Questioning libraries

If there’s one thing that defines modern programming, it’s the reuse of code that’s already written, usually packaged in so called “libraries”. Besides making the life easier, by reducing the amount of code needed to write and maintain, it also makes the code that uses libraries easier to understand thanks to abstracting over the details and focusing on what it actually does.

The idea of abstraction has issues of its own, that I might write about later. Here I’ll discuss the most popular mechanism for code reuse today and some of its disadvantages.

What is a library?

In this article, a library is an independent piece of code, defining named functions and other programming elements as its interface, meant to be used by other programs or libraries. Examples range from the standard C library (libc), perl’s Carp module, and the is-even package for javascript, to frameworks like sinatra and react.

To make the idea clearer, I’ll give the procedure of how all libraries are used, modulo the exact naming and the time at which its done:

• The programmer has the code of the library, downloaded from the internet, copied from a cd, or perhaps he has written it himself.
• He, or some program he runs, installs the library in a place the compiler or interpreter (from now on “the language”) knows to look.
• In his program he tells the language he uses the library, and freely uses whatever functions, types, etc the library defines.
• When compiling or interpreting, the language treats the code in the library like any other, doing what it says at appropriate points during the program.

The problem

Most criticisms of libraries revolves around the first step above, do you use code written by others, and how do you trust its author? That sort of issue however isn’t specific to libraries, but to various kinds of dependencies, which is a topic on its own.

Another issue when making libraries is the scope: what should be included and what should be split into a separate library? This question is as complex as the first, and is not limited to libraries but also programs, network services, and even parts of programs. it also has more to do with our understanding of the library than the actual technology, which makes it especially difficult to answer.

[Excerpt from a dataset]
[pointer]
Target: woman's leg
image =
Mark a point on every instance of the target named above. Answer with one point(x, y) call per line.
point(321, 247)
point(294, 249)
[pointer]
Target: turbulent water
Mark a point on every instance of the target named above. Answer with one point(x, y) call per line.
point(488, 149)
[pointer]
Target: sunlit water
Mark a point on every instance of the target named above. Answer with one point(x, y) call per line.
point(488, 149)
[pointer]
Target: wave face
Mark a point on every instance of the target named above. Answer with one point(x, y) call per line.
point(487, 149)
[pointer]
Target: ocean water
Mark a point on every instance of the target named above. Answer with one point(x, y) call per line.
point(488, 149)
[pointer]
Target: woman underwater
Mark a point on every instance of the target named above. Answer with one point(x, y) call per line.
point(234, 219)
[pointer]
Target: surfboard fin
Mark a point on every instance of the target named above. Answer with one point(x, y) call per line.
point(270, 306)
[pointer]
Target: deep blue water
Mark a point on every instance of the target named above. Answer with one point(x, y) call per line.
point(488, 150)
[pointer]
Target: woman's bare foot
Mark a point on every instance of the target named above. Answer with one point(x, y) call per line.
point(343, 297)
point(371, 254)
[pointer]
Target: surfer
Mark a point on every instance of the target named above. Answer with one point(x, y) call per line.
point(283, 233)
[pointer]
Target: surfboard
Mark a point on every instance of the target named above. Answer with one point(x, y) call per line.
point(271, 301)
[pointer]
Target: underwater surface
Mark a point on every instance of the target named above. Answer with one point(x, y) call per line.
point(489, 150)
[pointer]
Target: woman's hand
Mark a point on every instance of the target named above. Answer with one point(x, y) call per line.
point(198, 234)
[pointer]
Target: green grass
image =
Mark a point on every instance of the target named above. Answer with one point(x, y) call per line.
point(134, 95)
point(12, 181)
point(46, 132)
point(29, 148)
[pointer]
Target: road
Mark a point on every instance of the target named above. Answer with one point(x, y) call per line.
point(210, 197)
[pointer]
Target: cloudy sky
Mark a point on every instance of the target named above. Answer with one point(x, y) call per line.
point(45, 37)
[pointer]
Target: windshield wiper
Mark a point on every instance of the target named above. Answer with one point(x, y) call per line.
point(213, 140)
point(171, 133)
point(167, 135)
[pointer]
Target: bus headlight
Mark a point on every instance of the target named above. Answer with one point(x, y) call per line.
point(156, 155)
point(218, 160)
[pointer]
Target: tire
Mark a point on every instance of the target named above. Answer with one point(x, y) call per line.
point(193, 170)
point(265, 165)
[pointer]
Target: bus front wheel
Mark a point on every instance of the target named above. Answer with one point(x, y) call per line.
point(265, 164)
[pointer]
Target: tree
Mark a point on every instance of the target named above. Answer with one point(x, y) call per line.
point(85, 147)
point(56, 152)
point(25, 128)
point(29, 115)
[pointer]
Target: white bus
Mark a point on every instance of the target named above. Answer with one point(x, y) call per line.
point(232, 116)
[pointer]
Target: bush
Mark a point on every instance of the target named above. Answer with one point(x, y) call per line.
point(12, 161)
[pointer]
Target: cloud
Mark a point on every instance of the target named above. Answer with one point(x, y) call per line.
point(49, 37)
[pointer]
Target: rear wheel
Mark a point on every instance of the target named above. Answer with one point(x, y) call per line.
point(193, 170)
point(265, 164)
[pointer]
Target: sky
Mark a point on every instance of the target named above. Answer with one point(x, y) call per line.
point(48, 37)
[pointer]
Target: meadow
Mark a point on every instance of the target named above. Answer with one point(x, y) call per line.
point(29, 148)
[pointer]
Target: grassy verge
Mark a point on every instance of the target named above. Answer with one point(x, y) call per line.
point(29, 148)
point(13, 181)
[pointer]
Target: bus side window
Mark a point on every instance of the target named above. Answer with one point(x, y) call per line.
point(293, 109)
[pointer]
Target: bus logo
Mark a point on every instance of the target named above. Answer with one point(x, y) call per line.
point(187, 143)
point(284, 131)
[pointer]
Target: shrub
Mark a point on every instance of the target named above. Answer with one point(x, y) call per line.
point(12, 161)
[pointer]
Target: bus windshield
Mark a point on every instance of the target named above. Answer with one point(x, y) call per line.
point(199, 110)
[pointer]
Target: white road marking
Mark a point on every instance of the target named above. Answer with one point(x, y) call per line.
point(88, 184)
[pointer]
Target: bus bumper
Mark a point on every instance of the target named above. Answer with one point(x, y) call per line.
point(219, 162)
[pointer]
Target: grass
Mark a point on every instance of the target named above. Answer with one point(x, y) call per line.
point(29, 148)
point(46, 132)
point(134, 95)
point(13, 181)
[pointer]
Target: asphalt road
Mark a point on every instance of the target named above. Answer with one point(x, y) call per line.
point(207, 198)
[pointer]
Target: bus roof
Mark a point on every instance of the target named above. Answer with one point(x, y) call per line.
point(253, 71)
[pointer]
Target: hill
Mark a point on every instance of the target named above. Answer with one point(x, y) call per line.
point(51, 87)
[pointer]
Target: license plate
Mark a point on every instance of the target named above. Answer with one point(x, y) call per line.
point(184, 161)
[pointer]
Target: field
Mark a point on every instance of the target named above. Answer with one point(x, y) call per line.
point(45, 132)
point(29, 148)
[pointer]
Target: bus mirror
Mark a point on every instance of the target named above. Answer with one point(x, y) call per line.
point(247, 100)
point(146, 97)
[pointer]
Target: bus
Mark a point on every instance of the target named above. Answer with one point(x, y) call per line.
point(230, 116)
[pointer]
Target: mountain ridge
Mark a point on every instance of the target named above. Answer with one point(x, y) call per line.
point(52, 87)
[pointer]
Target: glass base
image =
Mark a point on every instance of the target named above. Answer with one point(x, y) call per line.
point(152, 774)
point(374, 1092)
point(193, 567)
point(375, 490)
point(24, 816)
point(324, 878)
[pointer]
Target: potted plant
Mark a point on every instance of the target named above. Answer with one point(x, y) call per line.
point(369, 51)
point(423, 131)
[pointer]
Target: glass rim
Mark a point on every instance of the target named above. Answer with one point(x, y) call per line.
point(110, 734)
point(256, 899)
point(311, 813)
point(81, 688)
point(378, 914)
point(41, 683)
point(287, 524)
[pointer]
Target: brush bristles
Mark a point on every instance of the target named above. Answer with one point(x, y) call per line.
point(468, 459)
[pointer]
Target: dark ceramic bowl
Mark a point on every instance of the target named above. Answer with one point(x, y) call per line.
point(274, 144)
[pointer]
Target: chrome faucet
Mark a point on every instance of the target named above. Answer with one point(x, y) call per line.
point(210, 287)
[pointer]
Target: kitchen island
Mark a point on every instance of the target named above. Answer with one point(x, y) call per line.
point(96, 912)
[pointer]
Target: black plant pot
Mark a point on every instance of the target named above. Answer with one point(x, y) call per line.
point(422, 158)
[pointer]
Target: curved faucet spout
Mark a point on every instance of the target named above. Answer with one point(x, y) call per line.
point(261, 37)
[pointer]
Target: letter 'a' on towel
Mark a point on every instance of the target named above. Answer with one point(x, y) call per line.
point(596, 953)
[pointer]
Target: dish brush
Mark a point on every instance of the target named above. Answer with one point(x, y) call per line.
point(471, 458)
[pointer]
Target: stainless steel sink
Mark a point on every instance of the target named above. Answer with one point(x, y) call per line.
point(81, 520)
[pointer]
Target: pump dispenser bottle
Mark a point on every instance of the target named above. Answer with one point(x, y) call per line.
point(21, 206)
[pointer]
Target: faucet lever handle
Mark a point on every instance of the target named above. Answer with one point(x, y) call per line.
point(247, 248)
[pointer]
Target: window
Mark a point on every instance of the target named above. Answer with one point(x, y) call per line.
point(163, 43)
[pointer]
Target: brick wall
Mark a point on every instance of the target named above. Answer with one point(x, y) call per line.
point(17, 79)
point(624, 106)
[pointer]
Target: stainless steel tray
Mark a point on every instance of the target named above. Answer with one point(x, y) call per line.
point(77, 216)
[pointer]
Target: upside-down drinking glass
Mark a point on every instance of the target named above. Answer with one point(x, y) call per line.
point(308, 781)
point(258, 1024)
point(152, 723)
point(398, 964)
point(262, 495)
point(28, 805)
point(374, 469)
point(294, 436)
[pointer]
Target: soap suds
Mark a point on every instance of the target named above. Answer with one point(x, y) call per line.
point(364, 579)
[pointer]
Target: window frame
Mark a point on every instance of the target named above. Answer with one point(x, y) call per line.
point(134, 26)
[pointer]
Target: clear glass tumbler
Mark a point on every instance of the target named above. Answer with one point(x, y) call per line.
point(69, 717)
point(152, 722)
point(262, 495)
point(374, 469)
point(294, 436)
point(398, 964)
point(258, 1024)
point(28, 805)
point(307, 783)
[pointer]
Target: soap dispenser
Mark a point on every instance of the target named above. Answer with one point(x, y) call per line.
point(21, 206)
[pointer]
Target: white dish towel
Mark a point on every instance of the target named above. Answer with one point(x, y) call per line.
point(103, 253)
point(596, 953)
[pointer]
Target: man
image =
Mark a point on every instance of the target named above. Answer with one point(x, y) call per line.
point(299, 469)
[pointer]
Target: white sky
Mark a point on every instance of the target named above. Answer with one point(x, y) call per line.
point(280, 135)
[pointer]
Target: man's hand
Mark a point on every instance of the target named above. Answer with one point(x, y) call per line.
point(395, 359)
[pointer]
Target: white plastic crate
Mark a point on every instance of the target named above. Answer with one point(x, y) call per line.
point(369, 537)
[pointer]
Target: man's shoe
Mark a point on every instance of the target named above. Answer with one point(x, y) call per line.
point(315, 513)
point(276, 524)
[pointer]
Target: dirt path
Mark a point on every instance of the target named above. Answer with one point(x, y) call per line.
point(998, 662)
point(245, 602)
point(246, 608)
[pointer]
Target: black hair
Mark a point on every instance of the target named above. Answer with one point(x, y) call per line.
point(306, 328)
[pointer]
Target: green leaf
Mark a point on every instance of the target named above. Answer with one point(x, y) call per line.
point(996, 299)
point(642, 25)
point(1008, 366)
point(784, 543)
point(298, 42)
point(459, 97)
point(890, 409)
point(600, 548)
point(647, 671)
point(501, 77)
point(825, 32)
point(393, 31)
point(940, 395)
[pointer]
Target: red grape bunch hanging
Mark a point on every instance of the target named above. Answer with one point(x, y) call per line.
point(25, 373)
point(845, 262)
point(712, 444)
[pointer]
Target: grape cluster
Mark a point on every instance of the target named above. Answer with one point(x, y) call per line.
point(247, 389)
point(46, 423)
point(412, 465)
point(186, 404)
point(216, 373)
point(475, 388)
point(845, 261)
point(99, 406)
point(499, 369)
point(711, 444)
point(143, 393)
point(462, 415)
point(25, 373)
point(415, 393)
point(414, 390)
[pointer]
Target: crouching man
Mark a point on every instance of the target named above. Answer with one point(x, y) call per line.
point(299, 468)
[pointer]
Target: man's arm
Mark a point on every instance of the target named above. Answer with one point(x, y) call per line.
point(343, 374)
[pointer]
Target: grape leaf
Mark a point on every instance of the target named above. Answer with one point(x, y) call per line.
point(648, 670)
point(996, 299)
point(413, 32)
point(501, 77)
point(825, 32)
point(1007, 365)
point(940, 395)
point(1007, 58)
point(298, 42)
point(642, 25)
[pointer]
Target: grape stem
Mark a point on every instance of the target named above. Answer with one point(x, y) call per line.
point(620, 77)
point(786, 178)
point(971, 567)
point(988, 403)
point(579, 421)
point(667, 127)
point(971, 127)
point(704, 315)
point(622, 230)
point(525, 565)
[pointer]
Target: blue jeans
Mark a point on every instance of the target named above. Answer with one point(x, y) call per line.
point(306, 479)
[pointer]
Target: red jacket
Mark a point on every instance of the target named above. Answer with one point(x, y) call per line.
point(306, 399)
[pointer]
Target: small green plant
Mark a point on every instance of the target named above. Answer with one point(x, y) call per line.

What you should do - Revise the passage in the text on questioning libraries, starting with "To make the" and going on through "knows to look.", so that "compiler" becomes "build tool".

Solution to this task -
To make the idea clearer, I’ll give the procedure of how all libraries are used, modulo the exact naming and the time at which its done:

• The programmer has the code of the library, downloaded from the internet, copied from a cd, or perhaps he has written it himself.
• He, or some program he runs, installs the library in a place the build tool or interpreter (from now on “the language”) knows to look.